Coordinate labeling data:
** BEGIN **
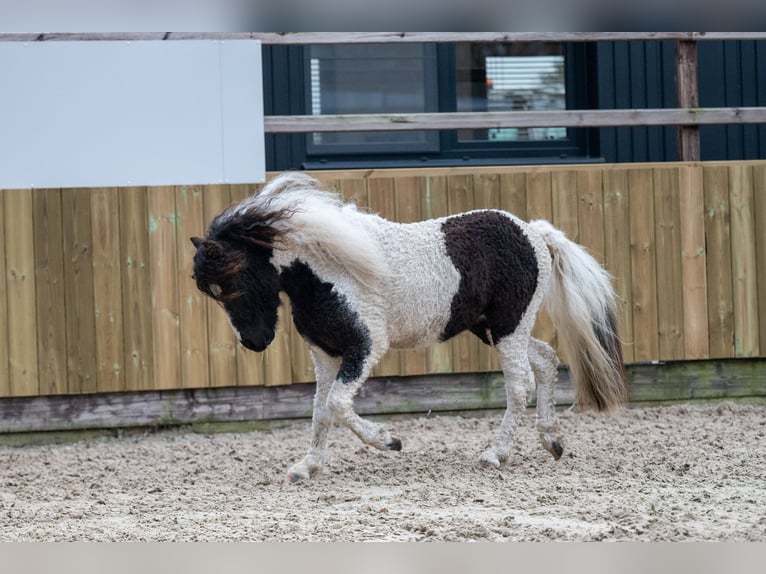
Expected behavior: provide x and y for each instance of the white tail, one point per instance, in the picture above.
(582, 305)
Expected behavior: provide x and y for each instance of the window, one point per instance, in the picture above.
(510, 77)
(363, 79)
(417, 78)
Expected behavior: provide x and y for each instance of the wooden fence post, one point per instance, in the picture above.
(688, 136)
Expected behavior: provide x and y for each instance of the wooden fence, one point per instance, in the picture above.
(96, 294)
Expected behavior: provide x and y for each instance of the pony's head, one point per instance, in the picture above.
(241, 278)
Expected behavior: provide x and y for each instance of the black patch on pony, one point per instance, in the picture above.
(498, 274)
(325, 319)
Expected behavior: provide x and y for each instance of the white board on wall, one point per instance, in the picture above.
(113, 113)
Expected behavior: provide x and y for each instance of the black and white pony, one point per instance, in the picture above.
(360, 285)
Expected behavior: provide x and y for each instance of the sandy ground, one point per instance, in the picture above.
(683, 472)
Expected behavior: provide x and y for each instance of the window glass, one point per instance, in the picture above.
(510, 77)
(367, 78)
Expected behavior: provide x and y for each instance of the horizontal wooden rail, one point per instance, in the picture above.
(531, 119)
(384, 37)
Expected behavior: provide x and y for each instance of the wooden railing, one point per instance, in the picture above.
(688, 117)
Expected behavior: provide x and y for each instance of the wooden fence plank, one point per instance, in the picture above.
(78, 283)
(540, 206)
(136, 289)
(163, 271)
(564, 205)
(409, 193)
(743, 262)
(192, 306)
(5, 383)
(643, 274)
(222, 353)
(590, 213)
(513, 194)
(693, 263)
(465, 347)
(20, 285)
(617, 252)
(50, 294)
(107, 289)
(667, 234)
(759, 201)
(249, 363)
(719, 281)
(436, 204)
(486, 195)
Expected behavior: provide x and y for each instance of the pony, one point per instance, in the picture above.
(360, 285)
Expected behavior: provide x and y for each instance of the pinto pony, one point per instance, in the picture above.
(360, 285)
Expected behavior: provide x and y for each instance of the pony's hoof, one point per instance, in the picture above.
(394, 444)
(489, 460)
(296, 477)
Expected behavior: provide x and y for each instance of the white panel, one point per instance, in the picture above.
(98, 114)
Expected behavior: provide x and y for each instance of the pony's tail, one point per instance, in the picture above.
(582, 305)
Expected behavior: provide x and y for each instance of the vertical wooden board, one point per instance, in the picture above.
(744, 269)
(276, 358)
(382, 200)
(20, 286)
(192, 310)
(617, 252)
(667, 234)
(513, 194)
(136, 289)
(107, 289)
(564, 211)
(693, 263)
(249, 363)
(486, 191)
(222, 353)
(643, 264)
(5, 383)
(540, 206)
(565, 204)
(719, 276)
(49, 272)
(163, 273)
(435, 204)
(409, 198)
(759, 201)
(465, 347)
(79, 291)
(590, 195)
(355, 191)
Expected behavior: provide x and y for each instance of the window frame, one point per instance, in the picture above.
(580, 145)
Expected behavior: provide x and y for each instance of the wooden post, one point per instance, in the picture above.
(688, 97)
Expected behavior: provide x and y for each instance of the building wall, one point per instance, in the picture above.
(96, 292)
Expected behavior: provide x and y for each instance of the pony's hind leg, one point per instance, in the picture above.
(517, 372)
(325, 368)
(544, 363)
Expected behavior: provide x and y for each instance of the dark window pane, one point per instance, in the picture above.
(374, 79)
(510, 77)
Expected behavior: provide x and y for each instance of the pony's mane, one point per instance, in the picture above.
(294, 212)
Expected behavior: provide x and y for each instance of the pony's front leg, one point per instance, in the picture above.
** END **
- Work to be completed -
Reproduce the part of the records that opens with the line containing "wooden post, one" and runs through the end of the records, changing "pony's" to "horse's" and leaving everything else the same.

- Worked answer -
Expected behavior: provide x and y for each instance of the wooden post, one point per instance, in the picture above.
(688, 97)
Expected behavior: provide x and y for each instance of the building wall, one point per instance, in the picture above.
(96, 292)
Expected behavior: provide x and y for each instance of the horse's hind leg, one point per instance, in the picture above.
(517, 372)
(325, 368)
(544, 363)
Expected behavior: provide x and y for each instance of the dark window pane, one point per instance, in the picture above.
(374, 79)
(510, 77)
Expected behavior: provide x and y for each instance of the horse's mane, one point per instance, in the picture above.
(294, 212)
Expected behavior: provide x and y for each instance of the horse's front leg, one point per instance, in the picture above.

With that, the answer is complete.